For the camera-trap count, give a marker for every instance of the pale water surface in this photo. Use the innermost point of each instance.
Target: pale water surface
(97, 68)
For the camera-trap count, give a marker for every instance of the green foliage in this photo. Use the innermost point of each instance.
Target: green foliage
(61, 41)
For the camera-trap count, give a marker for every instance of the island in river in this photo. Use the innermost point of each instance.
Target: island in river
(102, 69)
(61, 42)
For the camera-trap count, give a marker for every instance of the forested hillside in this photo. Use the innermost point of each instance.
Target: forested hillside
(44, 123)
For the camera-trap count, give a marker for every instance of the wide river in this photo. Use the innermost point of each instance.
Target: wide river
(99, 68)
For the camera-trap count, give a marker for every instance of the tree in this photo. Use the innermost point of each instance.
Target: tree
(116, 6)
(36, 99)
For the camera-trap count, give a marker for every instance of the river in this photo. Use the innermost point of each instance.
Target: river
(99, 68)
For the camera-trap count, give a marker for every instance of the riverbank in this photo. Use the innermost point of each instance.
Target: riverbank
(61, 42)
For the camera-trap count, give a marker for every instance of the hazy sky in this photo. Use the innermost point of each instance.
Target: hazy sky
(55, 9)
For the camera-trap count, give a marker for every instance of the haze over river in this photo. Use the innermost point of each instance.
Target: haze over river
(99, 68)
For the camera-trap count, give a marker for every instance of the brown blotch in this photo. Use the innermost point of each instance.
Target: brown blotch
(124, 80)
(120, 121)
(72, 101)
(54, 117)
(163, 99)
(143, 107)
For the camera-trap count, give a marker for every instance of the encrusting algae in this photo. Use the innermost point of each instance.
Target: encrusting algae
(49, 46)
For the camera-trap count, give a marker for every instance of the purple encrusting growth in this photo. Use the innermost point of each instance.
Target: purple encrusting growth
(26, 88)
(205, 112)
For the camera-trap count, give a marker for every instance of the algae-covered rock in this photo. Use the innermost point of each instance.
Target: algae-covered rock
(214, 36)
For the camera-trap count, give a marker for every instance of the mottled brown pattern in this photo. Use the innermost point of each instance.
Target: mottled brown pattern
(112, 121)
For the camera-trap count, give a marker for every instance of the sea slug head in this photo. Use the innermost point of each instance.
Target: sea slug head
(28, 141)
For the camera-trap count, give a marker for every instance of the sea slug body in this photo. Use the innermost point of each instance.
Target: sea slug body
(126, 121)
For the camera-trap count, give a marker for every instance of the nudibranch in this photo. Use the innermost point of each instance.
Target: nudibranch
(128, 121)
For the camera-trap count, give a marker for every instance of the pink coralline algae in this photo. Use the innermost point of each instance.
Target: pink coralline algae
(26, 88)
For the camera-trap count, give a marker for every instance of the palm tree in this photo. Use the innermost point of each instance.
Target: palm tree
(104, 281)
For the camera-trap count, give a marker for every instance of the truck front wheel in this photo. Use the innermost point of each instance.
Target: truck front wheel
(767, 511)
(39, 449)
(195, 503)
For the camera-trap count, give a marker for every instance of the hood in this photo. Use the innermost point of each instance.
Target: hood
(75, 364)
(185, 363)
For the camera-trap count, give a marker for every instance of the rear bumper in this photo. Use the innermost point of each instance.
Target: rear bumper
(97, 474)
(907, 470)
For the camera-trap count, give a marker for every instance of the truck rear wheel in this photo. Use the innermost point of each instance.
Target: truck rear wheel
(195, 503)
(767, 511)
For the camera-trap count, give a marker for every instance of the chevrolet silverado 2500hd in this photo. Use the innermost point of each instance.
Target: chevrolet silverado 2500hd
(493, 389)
*****
■ TASK GOAL ■
Rewrite the part of the items above that opens with the line containing "of the rear" and runs through the final line of the items as a JSON list of strings, with one string per line and any blank lines omitted.

■ SOLUTION FOR THIS TASK ■
[
  "For the camera-trap count, give a marker for every instance of the rear bumper in this photo. Use the innermost point of each instance.",
  "Target: rear bumper",
  "(97, 474)",
  "(907, 470)",
  "For the camera-trap count, give a marker for every instance of the truck rear wheel in this photo. Use the innermost point of each instance.",
  "Target: truck rear wheel",
  "(195, 503)",
  "(767, 511)",
  "For the camera-trap count, give a marker for every instance of the chevrolet silverado 2500hd in this photo. Use the innermost point of each instance.",
  "Target: chevrolet silverado 2500hd",
  "(493, 389)"
]